Records drawn from a dataset
-- Opening Marker --

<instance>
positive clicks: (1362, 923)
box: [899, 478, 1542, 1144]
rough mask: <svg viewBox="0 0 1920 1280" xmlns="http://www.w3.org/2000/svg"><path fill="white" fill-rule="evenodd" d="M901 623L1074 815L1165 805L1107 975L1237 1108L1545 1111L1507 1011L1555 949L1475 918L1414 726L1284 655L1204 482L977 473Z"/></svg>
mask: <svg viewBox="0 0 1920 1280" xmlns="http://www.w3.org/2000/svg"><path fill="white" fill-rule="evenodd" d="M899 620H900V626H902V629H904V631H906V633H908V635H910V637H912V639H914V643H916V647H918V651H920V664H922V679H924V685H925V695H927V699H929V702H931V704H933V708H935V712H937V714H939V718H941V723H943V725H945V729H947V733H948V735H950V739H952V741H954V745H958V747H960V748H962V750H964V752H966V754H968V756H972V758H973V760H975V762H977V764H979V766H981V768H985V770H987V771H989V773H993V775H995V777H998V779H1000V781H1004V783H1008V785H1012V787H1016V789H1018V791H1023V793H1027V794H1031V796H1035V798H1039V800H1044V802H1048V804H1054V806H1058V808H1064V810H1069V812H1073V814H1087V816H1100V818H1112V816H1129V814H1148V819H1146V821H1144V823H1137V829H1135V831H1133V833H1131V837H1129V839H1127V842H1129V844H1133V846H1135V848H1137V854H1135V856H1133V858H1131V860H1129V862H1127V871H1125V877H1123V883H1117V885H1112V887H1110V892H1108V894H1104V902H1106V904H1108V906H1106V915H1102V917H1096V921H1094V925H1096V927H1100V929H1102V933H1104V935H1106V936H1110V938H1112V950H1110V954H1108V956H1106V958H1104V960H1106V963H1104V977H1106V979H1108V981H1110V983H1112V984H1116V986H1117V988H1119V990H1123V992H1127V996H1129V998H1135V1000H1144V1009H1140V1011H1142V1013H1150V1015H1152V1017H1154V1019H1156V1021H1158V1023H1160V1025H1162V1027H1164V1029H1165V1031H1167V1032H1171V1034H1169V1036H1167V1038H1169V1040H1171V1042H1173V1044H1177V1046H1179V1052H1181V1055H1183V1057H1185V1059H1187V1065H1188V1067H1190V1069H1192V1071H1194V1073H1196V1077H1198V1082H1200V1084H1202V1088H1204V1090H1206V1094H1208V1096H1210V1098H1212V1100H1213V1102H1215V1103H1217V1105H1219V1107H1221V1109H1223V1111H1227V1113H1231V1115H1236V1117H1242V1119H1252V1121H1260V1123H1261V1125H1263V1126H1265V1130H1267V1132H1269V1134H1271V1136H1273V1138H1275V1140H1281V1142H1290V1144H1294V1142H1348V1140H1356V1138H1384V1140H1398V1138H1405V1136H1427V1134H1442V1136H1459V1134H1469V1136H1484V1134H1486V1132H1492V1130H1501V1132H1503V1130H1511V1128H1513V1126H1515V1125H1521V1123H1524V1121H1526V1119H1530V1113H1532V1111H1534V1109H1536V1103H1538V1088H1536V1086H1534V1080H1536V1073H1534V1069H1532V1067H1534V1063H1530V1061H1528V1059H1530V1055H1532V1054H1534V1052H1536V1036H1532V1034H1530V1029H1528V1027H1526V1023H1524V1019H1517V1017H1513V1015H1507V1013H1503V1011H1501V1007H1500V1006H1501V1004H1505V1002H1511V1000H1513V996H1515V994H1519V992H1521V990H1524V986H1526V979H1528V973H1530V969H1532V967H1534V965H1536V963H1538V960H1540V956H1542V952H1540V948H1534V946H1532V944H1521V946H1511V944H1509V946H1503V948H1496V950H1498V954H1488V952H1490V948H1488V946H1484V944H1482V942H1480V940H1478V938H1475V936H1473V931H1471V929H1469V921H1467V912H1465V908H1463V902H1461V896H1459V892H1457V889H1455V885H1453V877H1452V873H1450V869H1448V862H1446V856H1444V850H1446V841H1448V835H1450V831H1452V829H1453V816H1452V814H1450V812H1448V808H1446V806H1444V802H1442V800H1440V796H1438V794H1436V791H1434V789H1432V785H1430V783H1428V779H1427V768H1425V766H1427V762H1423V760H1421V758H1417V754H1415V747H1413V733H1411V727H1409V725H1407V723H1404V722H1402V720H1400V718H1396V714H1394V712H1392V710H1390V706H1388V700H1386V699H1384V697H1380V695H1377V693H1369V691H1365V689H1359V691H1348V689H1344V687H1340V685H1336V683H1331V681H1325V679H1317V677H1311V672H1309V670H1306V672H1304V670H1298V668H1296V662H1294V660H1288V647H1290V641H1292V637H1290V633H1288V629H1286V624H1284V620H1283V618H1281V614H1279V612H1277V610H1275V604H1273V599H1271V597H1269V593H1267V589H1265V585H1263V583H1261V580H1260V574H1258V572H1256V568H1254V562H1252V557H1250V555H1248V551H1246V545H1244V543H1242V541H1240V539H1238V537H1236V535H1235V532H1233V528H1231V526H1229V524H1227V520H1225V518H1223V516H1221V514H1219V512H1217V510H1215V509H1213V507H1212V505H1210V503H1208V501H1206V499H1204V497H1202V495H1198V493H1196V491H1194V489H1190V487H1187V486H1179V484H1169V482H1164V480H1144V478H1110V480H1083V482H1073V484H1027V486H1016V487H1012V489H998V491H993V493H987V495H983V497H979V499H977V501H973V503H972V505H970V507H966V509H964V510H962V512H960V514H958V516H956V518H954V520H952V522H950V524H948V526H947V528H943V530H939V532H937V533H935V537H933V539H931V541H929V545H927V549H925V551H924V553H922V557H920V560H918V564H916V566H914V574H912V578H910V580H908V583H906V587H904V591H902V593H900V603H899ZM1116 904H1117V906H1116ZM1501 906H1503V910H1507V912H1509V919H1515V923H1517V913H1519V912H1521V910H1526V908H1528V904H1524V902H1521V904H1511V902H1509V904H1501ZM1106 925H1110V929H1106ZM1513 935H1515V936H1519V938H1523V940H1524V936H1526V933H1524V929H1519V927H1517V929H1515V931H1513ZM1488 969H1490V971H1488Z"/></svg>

-- Closing Marker --

Begin at the first line of the records above and restate each line word for word, stopping after the line with "box: [899, 478, 1542, 1144]".

<instance>
positive clicks: (1362, 923)
box: [899, 478, 1542, 1144]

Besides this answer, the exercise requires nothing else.